▶ **Metin alıntısı**:
----------

Pandemi ile mücadelede 'toplumsal bağışıklık' stratejini benimseyen Türkiye'de, 9 milyon 600 bin kişinin ikinci doz aşısını yaptırması ve 5 milyona yakın kişinin ise hastalığı geçirmesi ile yüzde 25 hedefine yaklaşıldı. Toplum Bilim Kurulu Üyesi Prof. Dr. Mustafa Necmi İlhan "Toplumsal bağışıklığın kazanılması için gerekli olan yüzde 60-70 hedefi güz döneminde gerçekleşebilir" dedi.
Toplum Bilim Kurulu Üyesi Prof. Dr. Mustafa Necmi İlhan, aşılama sonrasında yürütülen salgın süreci ile ilgili açıklamalarda bulundu.
Dünya Sağlık Örgütü'ne (DSÖ) göre, salgın söz konu olduğunda bulaş yollarını engellemek ve aynı zamanda bağışıklık oluşturulması gerektiğini vurgulayan İlhan, salgınla mücadelede aşısı olan her virüs için de aşılama programının hayata geçirilmesi gerektiğini söyledi.

----------

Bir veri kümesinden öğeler
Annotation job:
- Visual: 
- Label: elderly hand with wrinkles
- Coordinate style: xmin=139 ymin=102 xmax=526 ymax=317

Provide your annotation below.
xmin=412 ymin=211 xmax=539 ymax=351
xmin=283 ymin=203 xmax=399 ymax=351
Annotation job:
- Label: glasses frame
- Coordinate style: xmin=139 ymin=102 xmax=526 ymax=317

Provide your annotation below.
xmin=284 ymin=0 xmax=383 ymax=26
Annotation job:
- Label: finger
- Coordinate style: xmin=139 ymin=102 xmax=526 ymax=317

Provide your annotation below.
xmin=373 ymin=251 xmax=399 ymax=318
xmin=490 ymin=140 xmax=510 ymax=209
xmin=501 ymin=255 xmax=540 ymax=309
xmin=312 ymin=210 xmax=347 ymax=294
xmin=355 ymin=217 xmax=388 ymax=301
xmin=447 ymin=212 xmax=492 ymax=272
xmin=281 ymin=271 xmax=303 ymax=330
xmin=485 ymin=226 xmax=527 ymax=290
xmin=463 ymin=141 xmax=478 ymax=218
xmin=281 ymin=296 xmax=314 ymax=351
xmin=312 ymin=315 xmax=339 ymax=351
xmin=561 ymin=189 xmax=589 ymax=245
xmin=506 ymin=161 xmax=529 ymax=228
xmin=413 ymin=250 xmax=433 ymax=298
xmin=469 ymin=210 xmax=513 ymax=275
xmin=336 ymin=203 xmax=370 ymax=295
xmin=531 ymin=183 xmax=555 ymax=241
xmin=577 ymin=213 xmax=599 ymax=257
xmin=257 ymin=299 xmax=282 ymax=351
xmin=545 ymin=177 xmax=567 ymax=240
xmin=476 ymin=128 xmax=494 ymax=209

----------

▶ **Görev**: Yukarıdaki toplumsal bağışıklık haberini, son cümlesinden sonra gelecek şekilde sürdürün.

▶ **Sonuç**:
İlhan, şunları kaydetti: "DSÖ, mücadelenin hastalığın kontrol altına alınarak kazanılabilmesi için özellikle solunum yolu ile bulaşan koronavirüslerde yüzde 60-70 oranındaki grubunun aşılanması ya da hastalık geçirerek bağışık olmasının gerektiğini söylüyor. Bu nedenle aşı olmadan koronavirüsle mücadele etme şansı söz konusu değil."
'SÜRÜ' İLE 'TOPLUMSAL' ARASINDA FARK NE?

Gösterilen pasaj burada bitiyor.